--- What the task requires ---
Reproduce the records below, substituting "one point for each instance" for every occurrence of "one point per instance" and leaving everything else unchanged.
----- Records to use -----
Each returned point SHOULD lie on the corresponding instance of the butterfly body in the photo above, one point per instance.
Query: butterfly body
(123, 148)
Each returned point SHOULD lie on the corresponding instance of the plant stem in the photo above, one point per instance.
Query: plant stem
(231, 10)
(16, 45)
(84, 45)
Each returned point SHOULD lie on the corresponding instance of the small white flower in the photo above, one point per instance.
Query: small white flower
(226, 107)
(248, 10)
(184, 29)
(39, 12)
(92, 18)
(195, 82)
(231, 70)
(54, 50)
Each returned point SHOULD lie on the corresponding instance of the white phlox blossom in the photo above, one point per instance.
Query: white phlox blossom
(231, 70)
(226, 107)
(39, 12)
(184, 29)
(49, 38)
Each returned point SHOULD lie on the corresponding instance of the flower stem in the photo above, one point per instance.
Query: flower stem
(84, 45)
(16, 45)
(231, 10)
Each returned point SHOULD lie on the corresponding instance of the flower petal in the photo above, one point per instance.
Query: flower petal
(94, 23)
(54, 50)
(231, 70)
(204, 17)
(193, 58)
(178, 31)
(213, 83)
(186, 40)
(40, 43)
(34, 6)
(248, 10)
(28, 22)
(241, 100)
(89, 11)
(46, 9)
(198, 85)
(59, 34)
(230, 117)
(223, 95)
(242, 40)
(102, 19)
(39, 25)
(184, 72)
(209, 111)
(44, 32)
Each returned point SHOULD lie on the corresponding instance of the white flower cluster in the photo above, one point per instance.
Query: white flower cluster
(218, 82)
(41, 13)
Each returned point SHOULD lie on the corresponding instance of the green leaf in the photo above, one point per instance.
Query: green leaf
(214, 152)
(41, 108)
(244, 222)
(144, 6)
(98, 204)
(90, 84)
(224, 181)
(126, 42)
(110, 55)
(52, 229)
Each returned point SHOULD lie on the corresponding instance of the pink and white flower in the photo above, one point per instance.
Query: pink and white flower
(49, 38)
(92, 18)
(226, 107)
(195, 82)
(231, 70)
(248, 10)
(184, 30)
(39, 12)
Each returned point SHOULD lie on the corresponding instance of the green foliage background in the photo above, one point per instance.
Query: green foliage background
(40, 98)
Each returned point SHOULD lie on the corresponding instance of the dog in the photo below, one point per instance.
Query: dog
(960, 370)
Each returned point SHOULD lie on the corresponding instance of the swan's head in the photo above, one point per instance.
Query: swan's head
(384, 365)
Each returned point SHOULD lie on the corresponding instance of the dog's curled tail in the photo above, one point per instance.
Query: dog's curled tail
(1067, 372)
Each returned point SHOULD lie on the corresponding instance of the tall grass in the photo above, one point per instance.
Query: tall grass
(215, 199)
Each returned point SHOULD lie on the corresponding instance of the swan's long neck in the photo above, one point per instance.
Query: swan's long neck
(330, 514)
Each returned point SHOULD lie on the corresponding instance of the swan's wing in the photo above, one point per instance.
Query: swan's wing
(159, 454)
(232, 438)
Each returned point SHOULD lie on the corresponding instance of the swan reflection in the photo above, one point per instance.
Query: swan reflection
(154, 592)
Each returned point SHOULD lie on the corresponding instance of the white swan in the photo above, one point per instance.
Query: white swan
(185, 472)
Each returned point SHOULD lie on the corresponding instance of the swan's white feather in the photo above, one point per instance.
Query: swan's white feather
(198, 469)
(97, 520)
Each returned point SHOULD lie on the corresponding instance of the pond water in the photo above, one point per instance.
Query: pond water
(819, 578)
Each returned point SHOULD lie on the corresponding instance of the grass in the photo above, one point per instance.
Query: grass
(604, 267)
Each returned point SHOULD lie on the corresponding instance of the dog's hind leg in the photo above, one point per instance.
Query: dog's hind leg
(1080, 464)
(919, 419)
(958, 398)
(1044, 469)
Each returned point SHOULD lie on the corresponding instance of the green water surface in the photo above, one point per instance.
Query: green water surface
-----
--- Solution for this exercise ---
Each returned point SHOULD lie on the corresponding instance of the butterfly body in the photo above, one point for each instance.
Query: butterfly body
(123, 148)
Each returned point SHOULD lie on the corresponding instance of the plant stem in the photo above, one point for each instance.
Query: plant stem
(231, 10)
(16, 45)
(84, 45)
Each returned point SHOULD lie on the corresponding instance of the small white flower in the photo above, one point for each instance.
Query: small white flower
(226, 107)
(248, 10)
(184, 29)
(39, 12)
(92, 18)
(195, 82)
(231, 70)
(54, 50)
Each returned point SHOULD lie on the corresponding instance of the white phlox blossom in the photo above, one point for each instance.
Query: white phlox blossom
(231, 70)
(226, 107)
(39, 12)
(184, 29)
(49, 38)
Each returned point SHOULD lie on the corresponding instance of the flower stem in the photo above, one point for each instance.
Query: flower stem
(84, 45)
(16, 45)
(231, 10)
Each returned point SHOULD lie on the corresponding instance of the flower petal in the photo above, one point for each instance.
Query: flower petal
(94, 23)
(54, 50)
(231, 70)
(204, 17)
(193, 58)
(178, 31)
(213, 83)
(186, 40)
(40, 43)
(34, 6)
(248, 10)
(28, 22)
(241, 100)
(89, 11)
(46, 9)
(198, 85)
(59, 34)
(230, 117)
(223, 95)
(242, 40)
(102, 19)
(39, 25)
(184, 72)
(209, 111)
(44, 32)
Each returned point SHOULD lie on the corresponding instance of the white flower cluster in the photo above, one point for each instance.
Query: white flower cluster
(218, 82)
(41, 13)
Each returned point SHOULD lie on the corresponding instance of the green leaf in the photo above, one point for each instance.
Query: green leaf
(214, 152)
(41, 108)
(244, 222)
(144, 6)
(98, 204)
(90, 84)
(224, 181)
(126, 42)
(110, 55)
(52, 229)
Each returned point SHOULD lie on the corresponding instance of the pink and white flower in the photo above, one point for each instance.
Query: pink and white flower
(49, 38)
(92, 18)
(226, 107)
(195, 82)
(231, 70)
(248, 10)
(184, 30)
(39, 12)
Each returned point SHOULD lie on the corresponding instance of the green foliage background in the photo above, one point for each instance.
Query: green foliage background
(40, 98)
Each returned point SHOULD lie on the corresponding instance of the dog in the photo below, one point for each instance.
Query: dog
(960, 370)
Each returned point SHOULD lie on the corresponding instance of the swan's head in the photo above, one point for each instance.
Query: swan's head
(384, 365)
Each returned point SHOULD lie on the corresponding instance of the dog's curled tail in the photo above, one point for each instance.
Query: dog's curled tail
(1067, 372)
Each returned point SHOULD lie on the corresponding instance of the tall grass in the photo above, one point for each instance.
Query: tall grass
(215, 199)
Each returned point SHOULD lie on the corresponding instance of the swan's long neck in the photo above, one point for each instance.
Query: swan's long neck
(330, 514)
Each returned point SHOULD lie on the corresponding instance of the swan's wing in the photo above, one point for each instance.
Query: swan's wing
(159, 454)
(232, 438)
Each returned point SHOULD lie on the corresponding instance of the swan reflection in the photo above, one point for each instance.
Query: swan reflection
(154, 592)
Each returned point SHOULD lie on the corresponding instance of the white swan in the photo above, one point for each instance.
Query: white swan
(185, 472)
Each returned point SHOULD lie on the corresponding instance of the swan's white feather in the photo above, one point for each instance.
Query: swan's white feather
(198, 469)
(97, 520)
Each returned point SHOULD lie on the corresponding instance of the pond water in the photo above, one point for each instance.
Query: pond water
(819, 578)
Each returned point SHOULD lie on the corresponding instance of the grass in the photo above, one point for each instance.
Query: grass
(604, 267)
Each returned point SHOULD lie on the corresponding instance of the dog's hind leg in the photo above, one point for each instance.
Query: dog's hind leg
(1080, 464)
(919, 419)
(958, 398)
(1044, 469)
Each returned point SHOULD lie on the corresponding instance of the green water surface in the photo above, one point for each instance.
Query: green water surface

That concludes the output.